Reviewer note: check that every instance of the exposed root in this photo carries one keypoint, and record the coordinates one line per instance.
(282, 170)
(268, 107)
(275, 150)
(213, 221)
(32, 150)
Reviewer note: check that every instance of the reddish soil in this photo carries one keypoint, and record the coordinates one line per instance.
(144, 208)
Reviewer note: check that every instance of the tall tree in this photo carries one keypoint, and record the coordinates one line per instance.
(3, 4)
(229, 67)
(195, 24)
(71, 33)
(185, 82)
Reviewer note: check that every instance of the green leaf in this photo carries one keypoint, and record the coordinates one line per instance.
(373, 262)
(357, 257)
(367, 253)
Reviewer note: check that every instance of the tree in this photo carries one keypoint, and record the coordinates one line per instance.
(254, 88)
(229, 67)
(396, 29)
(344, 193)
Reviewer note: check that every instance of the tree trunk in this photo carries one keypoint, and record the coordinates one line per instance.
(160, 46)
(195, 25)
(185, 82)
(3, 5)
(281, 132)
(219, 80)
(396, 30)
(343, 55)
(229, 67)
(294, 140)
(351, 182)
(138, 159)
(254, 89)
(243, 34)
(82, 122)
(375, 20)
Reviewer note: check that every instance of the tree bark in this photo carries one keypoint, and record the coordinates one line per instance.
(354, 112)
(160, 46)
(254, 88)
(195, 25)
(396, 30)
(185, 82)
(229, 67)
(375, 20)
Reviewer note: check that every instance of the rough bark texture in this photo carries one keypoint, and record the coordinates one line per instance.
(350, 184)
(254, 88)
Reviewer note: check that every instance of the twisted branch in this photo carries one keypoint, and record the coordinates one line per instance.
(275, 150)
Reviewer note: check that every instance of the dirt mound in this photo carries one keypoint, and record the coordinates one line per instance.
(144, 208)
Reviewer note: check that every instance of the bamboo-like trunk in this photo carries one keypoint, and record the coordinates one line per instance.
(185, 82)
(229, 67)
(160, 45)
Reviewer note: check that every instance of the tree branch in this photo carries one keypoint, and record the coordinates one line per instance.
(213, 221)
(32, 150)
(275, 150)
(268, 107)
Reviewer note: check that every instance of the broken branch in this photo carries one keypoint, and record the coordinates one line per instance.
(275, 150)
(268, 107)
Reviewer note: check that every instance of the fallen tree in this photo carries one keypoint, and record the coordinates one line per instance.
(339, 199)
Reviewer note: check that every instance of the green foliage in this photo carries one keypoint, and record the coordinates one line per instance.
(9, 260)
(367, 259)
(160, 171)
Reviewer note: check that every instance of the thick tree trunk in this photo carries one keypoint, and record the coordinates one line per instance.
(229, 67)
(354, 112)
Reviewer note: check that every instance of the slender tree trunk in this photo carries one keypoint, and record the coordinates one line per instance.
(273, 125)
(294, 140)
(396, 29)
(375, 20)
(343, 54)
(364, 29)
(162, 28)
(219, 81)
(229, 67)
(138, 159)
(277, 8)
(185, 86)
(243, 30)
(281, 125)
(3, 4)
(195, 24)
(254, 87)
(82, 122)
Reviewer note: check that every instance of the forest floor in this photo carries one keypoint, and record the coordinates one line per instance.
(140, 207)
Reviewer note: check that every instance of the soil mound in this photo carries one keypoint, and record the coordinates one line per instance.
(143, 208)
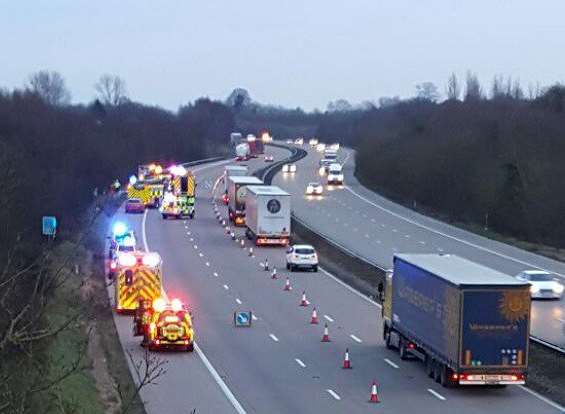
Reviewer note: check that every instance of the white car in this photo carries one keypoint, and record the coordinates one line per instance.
(301, 256)
(544, 285)
(314, 189)
(289, 168)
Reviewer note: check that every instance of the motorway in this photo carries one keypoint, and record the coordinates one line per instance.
(279, 365)
(375, 228)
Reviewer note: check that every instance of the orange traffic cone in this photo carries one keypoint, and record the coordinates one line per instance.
(374, 397)
(314, 319)
(303, 301)
(326, 336)
(346, 361)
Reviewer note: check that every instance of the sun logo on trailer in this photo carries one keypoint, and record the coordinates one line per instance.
(515, 305)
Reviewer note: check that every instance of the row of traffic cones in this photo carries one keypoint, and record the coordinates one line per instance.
(374, 398)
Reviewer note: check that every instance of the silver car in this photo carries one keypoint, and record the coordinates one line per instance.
(544, 285)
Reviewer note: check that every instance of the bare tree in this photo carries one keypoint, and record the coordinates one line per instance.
(50, 86)
(453, 89)
(147, 370)
(473, 91)
(111, 90)
(497, 88)
(427, 91)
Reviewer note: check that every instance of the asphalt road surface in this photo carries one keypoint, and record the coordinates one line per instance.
(280, 365)
(375, 228)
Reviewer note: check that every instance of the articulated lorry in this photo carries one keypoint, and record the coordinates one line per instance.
(237, 191)
(468, 323)
(267, 215)
(232, 171)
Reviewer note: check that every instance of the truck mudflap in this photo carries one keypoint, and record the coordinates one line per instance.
(491, 379)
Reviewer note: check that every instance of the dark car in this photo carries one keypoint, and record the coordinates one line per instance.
(135, 205)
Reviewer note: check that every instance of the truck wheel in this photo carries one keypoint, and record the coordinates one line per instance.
(402, 350)
(430, 366)
(437, 371)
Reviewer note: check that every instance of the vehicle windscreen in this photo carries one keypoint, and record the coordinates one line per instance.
(304, 250)
(541, 277)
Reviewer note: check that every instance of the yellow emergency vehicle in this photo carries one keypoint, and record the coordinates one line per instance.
(138, 276)
(170, 326)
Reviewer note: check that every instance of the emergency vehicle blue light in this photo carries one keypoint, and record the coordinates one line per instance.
(120, 228)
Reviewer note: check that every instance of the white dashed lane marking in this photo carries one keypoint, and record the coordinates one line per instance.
(334, 394)
(436, 394)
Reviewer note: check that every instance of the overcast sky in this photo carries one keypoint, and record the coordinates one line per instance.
(294, 53)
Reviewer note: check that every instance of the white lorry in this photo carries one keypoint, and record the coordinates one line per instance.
(242, 152)
(237, 191)
(335, 174)
(232, 171)
(267, 215)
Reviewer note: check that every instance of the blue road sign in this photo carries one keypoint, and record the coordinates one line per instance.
(49, 225)
(242, 318)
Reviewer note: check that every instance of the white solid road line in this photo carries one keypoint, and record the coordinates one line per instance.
(143, 235)
(436, 394)
(425, 227)
(227, 392)
(333, 394)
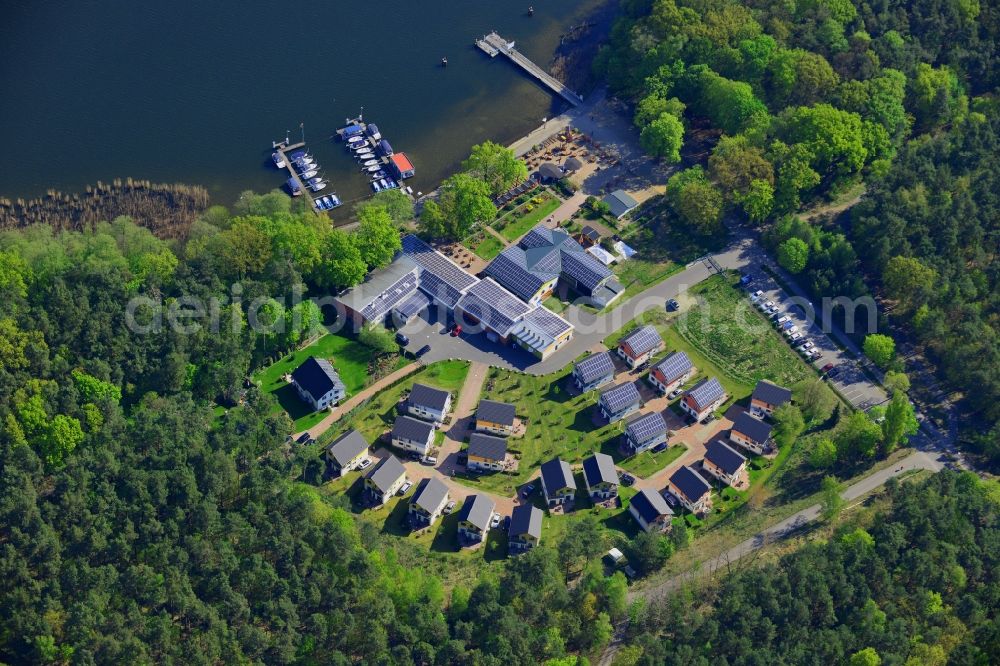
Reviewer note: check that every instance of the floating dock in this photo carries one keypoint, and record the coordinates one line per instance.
(493, 45)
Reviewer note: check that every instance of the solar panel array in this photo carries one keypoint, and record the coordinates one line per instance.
(439, 277)
(493, 305)
(618, 398)
(508, 269)
(707, 392)
(674, 366)
(413, 305)
(643, 340)
(594, 366)
(646, 427)
(584, 268)
(388, 299)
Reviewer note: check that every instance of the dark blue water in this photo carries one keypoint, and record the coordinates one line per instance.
(194, 92)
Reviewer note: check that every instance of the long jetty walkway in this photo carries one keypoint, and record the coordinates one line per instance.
(493, 44)
(285, 151)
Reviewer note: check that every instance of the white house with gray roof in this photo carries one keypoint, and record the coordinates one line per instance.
(594, 371)
(412, 434)
(474, 519)
(347, 452)
(385, 480)
(532, 268)
(427, 503)
(318, 383)
(619, 401)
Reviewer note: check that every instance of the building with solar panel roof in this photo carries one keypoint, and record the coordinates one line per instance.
(640, 345)
(594, 371)
(544, 257)
(644, 432)
(703, 398)
(619, 401)
(671, 372)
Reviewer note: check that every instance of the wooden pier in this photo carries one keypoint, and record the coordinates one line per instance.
(284, 149)
(493, 44)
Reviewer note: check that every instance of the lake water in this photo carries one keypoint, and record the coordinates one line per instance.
(194, 92)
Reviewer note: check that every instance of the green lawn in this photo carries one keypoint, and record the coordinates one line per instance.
(484, 244)
(375, 416)
(648, 463)
(557, 425)
(519, 222)
(348, 356)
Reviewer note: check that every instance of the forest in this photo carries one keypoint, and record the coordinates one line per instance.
(771, 108)
(917, 586)
(138, 526)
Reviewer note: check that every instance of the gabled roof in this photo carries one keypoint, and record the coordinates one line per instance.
(317, 377)
(387, 473)
(691, 483)
(600, 468)
(724, 456)
(651, 505)
(440, 277)
(557, 475)
(646, 427)
(770, 393)
(594, 367)
(526, 519)
(620, 202)
(673, 366)
(618, 398)
(493, 306)
(706, 392)
(753, 428)
(347, 447)
(382, 290)
(502, 413)
(478, 510)
(430, 493)
(642, 340)
(407, 427)
(487, 446)
(423, 395)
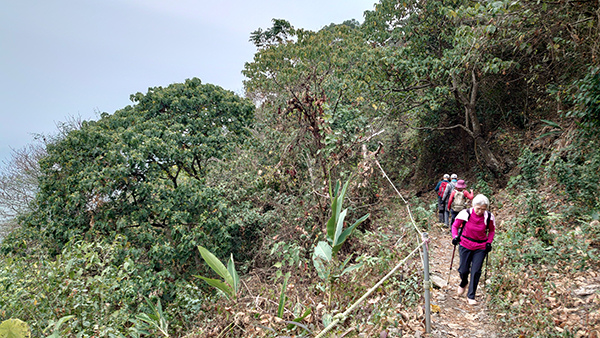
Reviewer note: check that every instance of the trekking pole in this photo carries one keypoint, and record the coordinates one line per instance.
(452, 261)
(486, 268)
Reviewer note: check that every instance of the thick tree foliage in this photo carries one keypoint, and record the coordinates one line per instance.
(140, 172)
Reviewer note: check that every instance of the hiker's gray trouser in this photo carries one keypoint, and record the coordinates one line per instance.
(447, 217)
(470, 261)
(440, 210)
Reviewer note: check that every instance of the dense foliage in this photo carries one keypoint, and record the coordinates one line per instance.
(504, 93)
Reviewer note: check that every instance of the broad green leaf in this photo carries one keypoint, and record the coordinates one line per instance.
(339, 227)
(216, 265)
(299, 319)
(344, 235)
(282, 296)
(351, 268)
(234, 276)
(14, 328)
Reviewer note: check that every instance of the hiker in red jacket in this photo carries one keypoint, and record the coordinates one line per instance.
(477, 228)
(458, 199)
(439, 189)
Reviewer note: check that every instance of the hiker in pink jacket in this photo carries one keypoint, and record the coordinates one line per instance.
(458, 199)
(474, 229)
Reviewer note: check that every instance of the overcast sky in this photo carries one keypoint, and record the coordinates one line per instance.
(69, 58)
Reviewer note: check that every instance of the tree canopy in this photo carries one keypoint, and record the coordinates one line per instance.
(140, 172)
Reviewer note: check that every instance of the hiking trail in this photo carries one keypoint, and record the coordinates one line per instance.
(456, 318)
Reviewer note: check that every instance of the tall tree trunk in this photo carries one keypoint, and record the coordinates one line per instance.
(473, 127)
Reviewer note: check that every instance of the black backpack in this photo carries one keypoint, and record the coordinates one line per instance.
(487, 226)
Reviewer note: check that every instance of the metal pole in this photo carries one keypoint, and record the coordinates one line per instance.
(451, 262)
(426, 283)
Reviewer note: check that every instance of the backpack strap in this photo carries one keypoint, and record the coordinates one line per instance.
(460, 230)
(487, 223)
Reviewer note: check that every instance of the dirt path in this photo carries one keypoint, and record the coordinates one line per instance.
(455, 317)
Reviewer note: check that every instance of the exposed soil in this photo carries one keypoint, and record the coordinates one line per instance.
(451, 315)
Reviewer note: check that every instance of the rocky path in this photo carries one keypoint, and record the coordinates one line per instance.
(451, 315)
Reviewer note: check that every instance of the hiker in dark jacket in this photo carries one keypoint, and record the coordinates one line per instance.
(449, 187)
(439, 189)
(478, 229)
(458, 199)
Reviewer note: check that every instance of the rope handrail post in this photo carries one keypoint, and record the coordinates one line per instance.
(342, 316)
(426, 282)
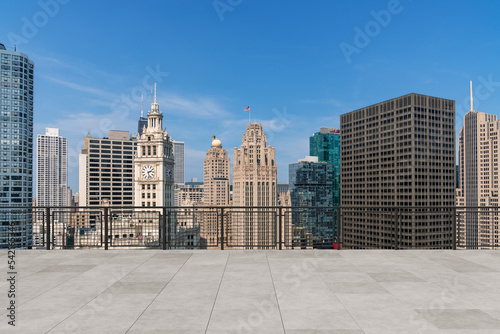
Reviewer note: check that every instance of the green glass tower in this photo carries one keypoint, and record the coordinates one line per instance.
(325, 145)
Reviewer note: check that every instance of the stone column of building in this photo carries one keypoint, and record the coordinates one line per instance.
(398, 174)
(216, 194)
(478, 157)
(254, 185)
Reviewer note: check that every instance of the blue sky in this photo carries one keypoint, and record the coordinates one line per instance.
(211, 59)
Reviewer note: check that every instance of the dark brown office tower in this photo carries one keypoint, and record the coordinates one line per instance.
(398, 174)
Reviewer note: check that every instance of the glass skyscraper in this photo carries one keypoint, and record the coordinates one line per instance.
(325, 145)
(311, 185)
(16, 147)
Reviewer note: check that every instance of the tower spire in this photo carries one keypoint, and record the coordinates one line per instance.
(471, 98)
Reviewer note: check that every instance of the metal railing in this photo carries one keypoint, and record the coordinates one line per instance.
(251, 227)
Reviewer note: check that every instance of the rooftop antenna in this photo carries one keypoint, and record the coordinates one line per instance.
(142, 105)
(471, 98)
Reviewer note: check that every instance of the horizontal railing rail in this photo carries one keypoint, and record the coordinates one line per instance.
(258, 227)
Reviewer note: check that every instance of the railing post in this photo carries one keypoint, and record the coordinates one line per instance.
(106, 231)
(164, 228)
(222, 228)
(280, 227)
(47, 214)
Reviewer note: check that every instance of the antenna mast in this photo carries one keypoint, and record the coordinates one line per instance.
(471, 98)
(142, 105)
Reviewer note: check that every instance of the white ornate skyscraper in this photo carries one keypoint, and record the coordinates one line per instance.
(52, 169)
(254, 184)
(478, 142)
(154, 163)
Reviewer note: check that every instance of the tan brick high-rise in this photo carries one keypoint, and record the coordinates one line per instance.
(254, 185)
(398, 174)
(216, 194)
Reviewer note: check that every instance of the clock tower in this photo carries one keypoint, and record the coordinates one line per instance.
(154, 163)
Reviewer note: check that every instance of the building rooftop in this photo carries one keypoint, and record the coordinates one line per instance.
(144, 291)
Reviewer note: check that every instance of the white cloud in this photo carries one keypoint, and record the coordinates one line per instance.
(205, 107)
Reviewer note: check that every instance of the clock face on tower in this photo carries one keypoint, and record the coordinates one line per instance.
(148, 172)
(169, 173)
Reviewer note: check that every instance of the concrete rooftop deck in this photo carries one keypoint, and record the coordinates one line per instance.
(154, 291)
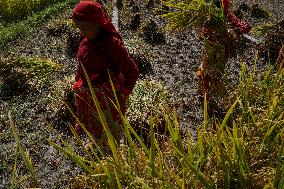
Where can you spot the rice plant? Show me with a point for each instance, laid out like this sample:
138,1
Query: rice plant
244,150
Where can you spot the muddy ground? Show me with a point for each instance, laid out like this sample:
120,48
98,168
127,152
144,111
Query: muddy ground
173,61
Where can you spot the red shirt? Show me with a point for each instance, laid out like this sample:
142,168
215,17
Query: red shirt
103,53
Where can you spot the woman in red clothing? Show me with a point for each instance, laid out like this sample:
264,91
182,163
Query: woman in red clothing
101,53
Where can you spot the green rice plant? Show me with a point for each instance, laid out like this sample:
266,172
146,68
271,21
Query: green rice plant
26,157
245,150
196,14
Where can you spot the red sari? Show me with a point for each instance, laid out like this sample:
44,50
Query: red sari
100,56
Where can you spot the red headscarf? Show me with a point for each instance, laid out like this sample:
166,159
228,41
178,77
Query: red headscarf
90,11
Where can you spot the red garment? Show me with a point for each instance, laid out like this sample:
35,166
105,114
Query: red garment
97,56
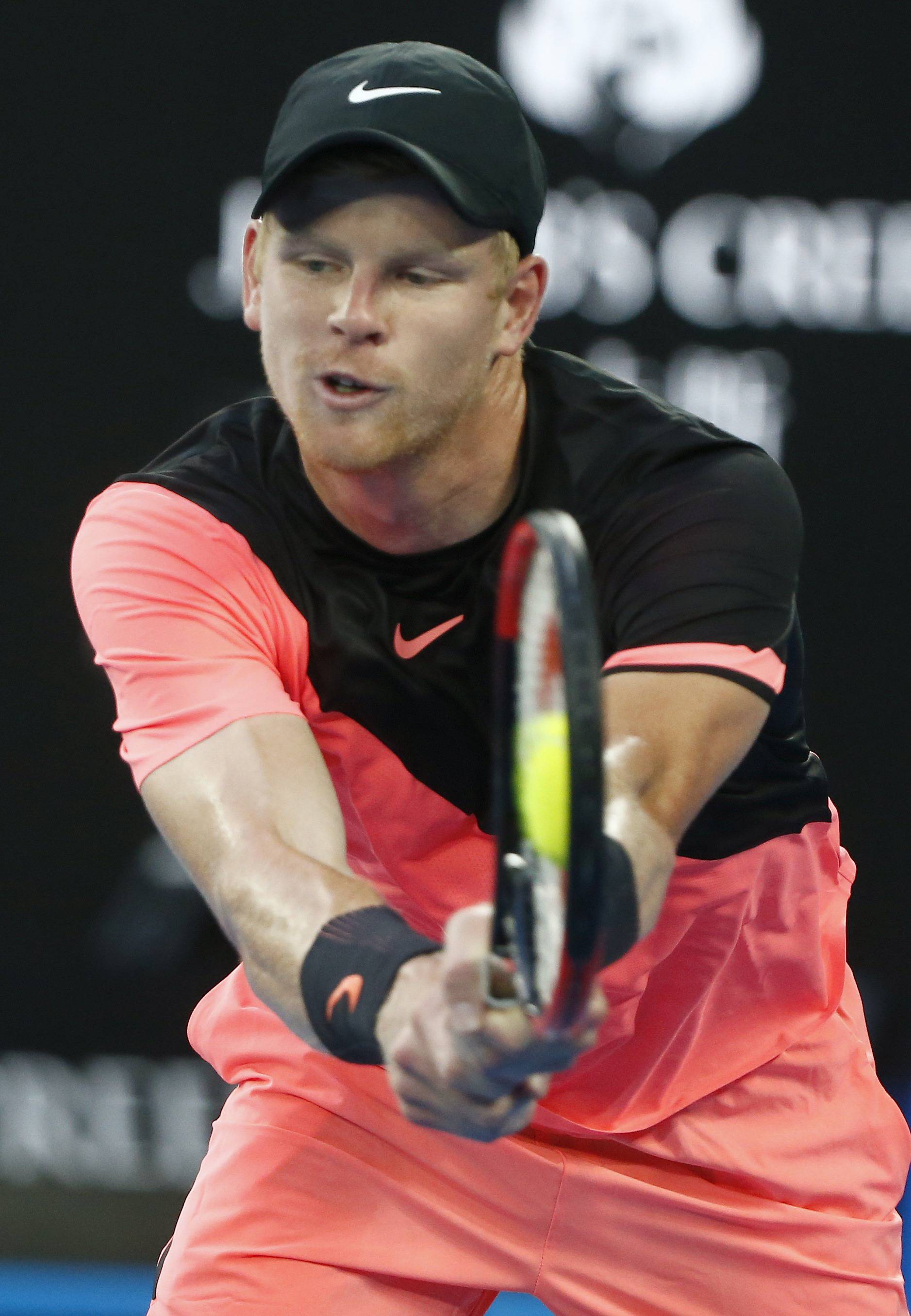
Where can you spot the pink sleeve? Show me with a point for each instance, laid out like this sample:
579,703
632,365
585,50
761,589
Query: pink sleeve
762,672
183,618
|---|
_Action item_
Using the material above, filter for lines holding "sample" and copy each one.

_Problem solution_
Where can you spot the rice plant? Show me with a point for each instance, laid out like this sample:
Where can you spot the muddy ground? Show me with a point for each instance, laid out like this sample:
Where can you spot the red shirt? Show me with a point for each instance, laid out like this sample:
Where can you spot the woman in red clothing? Show me with a point for each instance, laid out like this sample:
Where can you spot the green rice plant? Show me with a point for each instance, laid out like this sample:
Where can you spot the red sari? Show me with a point for each instance, laid out like this sample:
Where can you spot the red headscarf? Show me with a point for each instance, laid out like this sample:
Where can you spot the red garment? Show me with a point for each instance, laid out like this sample:
Where can you spot the pink sleeve? Show me with a point for each instance, laid out like this sample:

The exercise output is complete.